# GIVEN TEXT
— begin —

A technologically-flippant woman’s guide to technology. Part One
- 06 July, 2016 15:19
Alyssa: the trials and tribulations of buying a new phone.
A two-year-old tangerine Mimco IPhone 5 case pathetically gasps as it attempts to hold a bursting-at-the-seams phone wallet closed. It’s worn, tired and quite-literally hanging on with one, final thread. Every friend that picks it up tries to tear off the stressed magnet clasp. My desperate response is to scream, “Don’t you dare touch that!”
I am a shining example of a technologically-flippant woman, living in a technology-saturated era. While I’m forced to live in the age of WiFi, laptops, gadgets and ‘gear,’ I believe I would be equally as happy in a world of typewriters and cord phones (both of which I have in my house). The reality of having to buy a new tech item is bewildering and beguiling and I choose to stay firmly-perched on my throne of belligerence. I have entered into the seven stages of technology grief.
Stage one – Shock and denial
My phone is constantly plugged into the wall. I have been told more times than necessary that I needed to get a new one; “But they don’t make the Mimco cases for the iPhone 5s anymore.”

— end —

# MATERIAL
— begin —

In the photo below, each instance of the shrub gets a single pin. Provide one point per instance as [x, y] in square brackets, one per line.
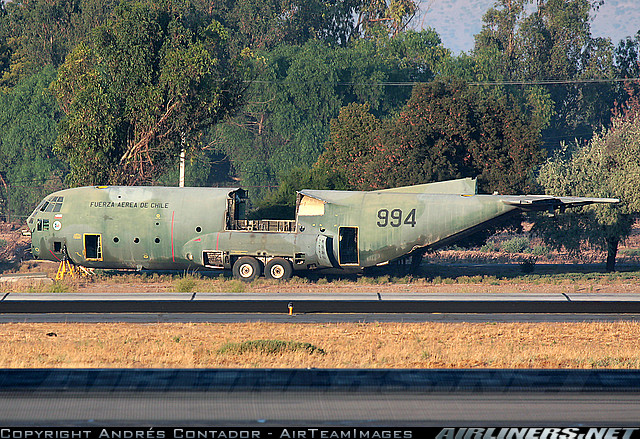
[515, 245]
[269, 347]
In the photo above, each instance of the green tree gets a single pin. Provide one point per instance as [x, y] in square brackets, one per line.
[284, 122]
[28, 128]
[445, 131]
[549, 41]
[145, 87]
[39, 33]
[607, 166]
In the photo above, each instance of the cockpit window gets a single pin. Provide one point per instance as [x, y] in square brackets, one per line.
[52, 205]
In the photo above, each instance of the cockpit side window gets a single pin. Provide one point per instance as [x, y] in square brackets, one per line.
[54, 204]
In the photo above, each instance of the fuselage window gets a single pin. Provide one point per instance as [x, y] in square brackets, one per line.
[52, 205]
[93, 247]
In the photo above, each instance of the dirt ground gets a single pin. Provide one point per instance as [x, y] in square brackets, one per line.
[344, 345]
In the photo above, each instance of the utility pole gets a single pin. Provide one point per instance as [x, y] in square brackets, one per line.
[182, 154]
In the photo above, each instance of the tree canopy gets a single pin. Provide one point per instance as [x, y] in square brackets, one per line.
[445, 131]
[149, 81]
[606, 166]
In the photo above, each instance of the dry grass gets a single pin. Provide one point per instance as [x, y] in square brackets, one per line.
[344, 345]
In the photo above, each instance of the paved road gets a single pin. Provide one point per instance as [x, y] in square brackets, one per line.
[317, 308]
[309, 318]
[319, 397]
[362, 303]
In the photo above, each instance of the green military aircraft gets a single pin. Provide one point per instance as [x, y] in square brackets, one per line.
[159, 228]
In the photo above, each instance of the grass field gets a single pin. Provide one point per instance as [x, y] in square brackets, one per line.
[344, 345]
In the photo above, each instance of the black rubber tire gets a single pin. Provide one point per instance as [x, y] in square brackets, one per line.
[247, 269]
[279, 269]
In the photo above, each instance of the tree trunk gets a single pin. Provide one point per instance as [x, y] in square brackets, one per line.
[612, 251]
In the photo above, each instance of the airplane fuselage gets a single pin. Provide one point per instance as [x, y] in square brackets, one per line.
[180, 228]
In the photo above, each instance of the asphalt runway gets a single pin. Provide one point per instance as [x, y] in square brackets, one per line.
[310, 318]
[265, 397]
[321, 303]
[317, 308]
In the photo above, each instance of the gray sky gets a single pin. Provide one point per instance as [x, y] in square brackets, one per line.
[457, 21]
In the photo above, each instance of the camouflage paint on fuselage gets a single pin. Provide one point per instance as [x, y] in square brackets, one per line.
[179, 228]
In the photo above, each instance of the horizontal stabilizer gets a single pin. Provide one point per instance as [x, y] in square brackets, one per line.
[546, 202]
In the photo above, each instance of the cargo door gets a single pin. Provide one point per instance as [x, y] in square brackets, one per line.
[348, 246]
[93, 247]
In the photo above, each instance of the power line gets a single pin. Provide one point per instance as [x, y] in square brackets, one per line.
[475, 84]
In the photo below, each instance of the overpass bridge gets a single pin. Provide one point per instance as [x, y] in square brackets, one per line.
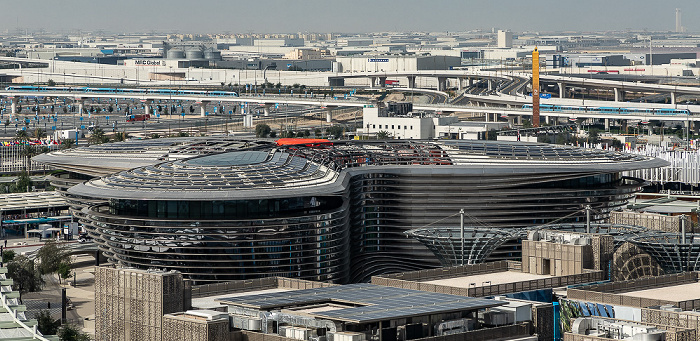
[619, 87]
[510, 106]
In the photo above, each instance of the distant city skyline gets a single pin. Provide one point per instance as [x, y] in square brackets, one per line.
[357, 16]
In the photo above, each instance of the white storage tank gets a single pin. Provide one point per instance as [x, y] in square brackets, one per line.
[194, 54]
[176, 54]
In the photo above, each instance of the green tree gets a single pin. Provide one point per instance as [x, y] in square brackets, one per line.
[21, 135]
[335, 131]
[46, 324]
[50, 257]
[39, 133]
[71, 332]
[383, 135]
[262, 130]
[23, 183]
[67, 143]
[25, 275]
[8, 256]
[64, 270]
[98, 136]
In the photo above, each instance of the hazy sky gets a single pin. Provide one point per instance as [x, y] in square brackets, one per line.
[259, 16]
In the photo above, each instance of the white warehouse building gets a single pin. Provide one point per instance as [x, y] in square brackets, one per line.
[423, 126]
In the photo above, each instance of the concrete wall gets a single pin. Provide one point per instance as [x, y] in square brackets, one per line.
[130, 304]
[179, 328]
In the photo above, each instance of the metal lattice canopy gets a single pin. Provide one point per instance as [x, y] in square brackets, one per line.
[479, 242]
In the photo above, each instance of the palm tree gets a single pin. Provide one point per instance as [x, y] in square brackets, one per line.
[39, 134]
[28, 152]
[98, 136]
[121, 136]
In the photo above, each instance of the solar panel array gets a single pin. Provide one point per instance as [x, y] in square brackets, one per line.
[375, 302]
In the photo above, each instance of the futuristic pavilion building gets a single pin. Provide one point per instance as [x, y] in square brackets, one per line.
[331, 211]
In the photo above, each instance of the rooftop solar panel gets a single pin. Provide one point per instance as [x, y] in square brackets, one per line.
[374, 302]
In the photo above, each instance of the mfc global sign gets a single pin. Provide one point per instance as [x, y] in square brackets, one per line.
[147, 62]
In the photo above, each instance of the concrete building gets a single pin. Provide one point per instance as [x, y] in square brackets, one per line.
[305, 54]
[196, 325]
[667, 302]
[315, 196]
[505, 39]
[559, 253]
[284, 309]
[423, 126]
[130, 303]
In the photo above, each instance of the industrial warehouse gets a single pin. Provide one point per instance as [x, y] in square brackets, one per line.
[331, 211]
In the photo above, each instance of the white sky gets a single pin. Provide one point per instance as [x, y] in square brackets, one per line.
[234, 16]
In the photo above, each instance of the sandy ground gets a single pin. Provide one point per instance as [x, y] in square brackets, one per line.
[82, 296]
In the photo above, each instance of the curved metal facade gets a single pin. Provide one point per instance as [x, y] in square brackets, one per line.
[339, 213]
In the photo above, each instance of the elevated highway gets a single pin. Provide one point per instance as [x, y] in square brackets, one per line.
[509, 105]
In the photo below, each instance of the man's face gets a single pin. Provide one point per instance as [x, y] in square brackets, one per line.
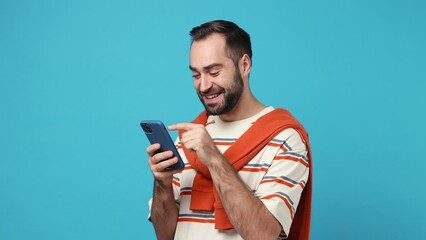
[218, 82]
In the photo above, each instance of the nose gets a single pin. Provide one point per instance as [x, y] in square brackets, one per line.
[205, 83]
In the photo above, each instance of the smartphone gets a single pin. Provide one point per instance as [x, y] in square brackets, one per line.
[156, 132]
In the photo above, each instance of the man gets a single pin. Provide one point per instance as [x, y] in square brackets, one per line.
[247, 166]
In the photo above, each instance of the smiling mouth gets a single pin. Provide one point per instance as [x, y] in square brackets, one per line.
[212, 96]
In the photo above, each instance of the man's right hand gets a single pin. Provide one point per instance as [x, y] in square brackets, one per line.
[159, 164]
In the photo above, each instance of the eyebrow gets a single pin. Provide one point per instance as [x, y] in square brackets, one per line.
[208, 67]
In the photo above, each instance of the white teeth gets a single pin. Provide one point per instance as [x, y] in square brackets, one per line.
[211, 96]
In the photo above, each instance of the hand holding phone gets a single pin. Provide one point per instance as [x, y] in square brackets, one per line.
[156, 132]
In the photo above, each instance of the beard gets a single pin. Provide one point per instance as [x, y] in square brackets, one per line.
[231, 95]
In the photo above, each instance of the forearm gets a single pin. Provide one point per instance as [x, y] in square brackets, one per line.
[246, 212]
[164, 211]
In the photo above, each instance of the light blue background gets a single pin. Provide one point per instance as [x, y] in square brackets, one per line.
[76, 77]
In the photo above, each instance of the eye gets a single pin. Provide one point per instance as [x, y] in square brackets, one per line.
[196, 75]
[214, 74]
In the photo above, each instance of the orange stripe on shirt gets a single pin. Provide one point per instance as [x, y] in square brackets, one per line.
[196, 220]
[176, 183]
[280, 181]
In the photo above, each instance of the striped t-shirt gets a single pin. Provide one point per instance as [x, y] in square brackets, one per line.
[276, 175]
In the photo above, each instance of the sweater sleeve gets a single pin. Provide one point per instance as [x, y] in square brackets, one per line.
[281, 187]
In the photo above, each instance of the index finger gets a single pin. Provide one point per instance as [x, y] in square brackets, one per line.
[183, 126]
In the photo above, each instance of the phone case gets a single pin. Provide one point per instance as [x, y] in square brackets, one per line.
[156, 132]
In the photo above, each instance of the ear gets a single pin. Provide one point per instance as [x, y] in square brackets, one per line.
[245, 66]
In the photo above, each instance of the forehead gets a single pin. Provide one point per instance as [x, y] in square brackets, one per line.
[208, 51]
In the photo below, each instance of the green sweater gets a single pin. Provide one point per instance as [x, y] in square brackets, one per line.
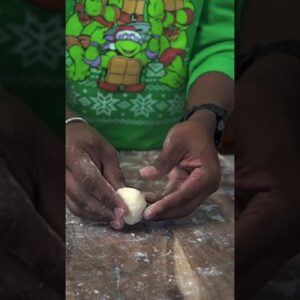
[130, 66]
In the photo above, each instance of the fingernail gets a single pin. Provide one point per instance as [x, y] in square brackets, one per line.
[116, 224]
[148, 214]
[119, 212]
[145, 170]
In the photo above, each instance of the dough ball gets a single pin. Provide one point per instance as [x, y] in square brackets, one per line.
[136, 203]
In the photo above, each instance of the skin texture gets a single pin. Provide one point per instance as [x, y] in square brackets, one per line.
[31, 212]
[267, 148]
[92, 177]
[189, 156]
[267, 171]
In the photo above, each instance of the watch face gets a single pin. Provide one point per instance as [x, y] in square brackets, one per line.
[221, 125]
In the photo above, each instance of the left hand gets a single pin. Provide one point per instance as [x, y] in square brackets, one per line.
[189, 158]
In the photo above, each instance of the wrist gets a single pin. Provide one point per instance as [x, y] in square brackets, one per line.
[206, 119]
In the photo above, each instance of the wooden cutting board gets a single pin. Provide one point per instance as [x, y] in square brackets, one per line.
[190, 258]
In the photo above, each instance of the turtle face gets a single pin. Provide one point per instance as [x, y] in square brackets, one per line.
[128, 48]
[93, 7]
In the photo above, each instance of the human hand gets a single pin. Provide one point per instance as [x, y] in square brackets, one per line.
[267, 171]
[156, 9]
[189, 158]
[32, 223]
[92, 177]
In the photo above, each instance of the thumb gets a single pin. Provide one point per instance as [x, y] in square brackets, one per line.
[113, 173]
[163, 165]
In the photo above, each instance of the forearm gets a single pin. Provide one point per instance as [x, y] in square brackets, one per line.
[214, 88]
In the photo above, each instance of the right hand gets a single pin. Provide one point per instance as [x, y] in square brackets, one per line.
[92, 177]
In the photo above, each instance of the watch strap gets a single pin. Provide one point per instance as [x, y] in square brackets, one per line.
[221, 119]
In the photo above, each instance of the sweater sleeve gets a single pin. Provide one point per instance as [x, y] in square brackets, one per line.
[213, 49]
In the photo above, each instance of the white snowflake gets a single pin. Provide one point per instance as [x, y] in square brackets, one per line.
[39, 42]
[143, 106]
[104, 104]
[176, 105]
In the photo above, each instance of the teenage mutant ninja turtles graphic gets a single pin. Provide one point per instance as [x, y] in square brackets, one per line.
[89, 16]
[131, 48]
[121, 37]
[177, 15]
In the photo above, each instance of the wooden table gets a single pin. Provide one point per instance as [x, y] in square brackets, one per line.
[190, 258]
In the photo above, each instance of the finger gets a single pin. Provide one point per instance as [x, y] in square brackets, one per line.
[183, 201]
[18, 282]
[264, 225]
[51, 192]
[87, 173]
[167, 160]
[83, 204]
[112, 172]
[26, 235]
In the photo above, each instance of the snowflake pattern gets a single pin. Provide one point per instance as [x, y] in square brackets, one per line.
[104, 105]
[143, 106]
[176, 105]
[39, 42]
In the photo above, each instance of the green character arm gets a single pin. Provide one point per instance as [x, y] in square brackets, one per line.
[113, 11]
[105, 59]
[156, 9]
[77, 70]
[73, 26]
[213, 49]
[92, 55]
[185, 16]
[152, 50]
[117, 3]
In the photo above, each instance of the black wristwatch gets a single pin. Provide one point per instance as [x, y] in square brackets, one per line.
[221, 116]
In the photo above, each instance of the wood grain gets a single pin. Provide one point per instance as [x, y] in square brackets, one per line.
[189, 258]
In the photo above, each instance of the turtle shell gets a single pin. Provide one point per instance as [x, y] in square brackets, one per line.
[123, 71]
[173, 5]
[134, 7]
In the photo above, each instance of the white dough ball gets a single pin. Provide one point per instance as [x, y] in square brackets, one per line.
[135, 202]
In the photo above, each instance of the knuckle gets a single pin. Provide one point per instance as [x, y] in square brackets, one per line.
[88, 181]
[214, 177]
[11, 221]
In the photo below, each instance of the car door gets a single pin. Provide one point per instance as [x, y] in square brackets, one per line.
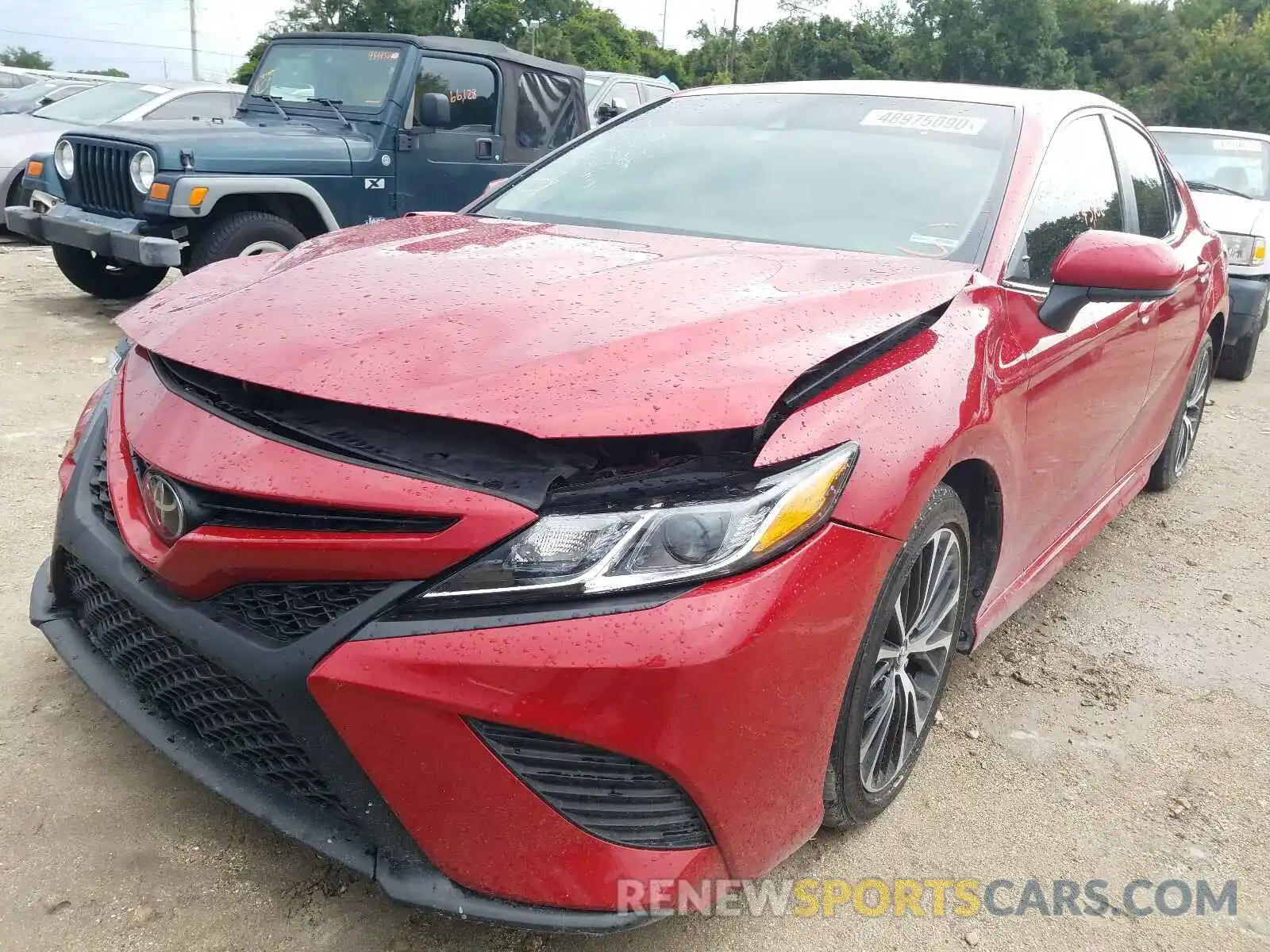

— end —

Decide whether each statement agrees with the post about buying a new phone: (a) the writer owns both a typewriter and a cord phone; (b) the phone case is three years old; (c) the writer's phone is rarely plugged in. Answer yes or no for each and quote the deciding words of the post. The material has no connection to the post about buying a new phone.

(a) Yes: "both of which I have in my house"
(b) No: "A two-year-old tangerine Mimco IPhone 5 case"
(c) No: "My phone is constantly plugged into the wall."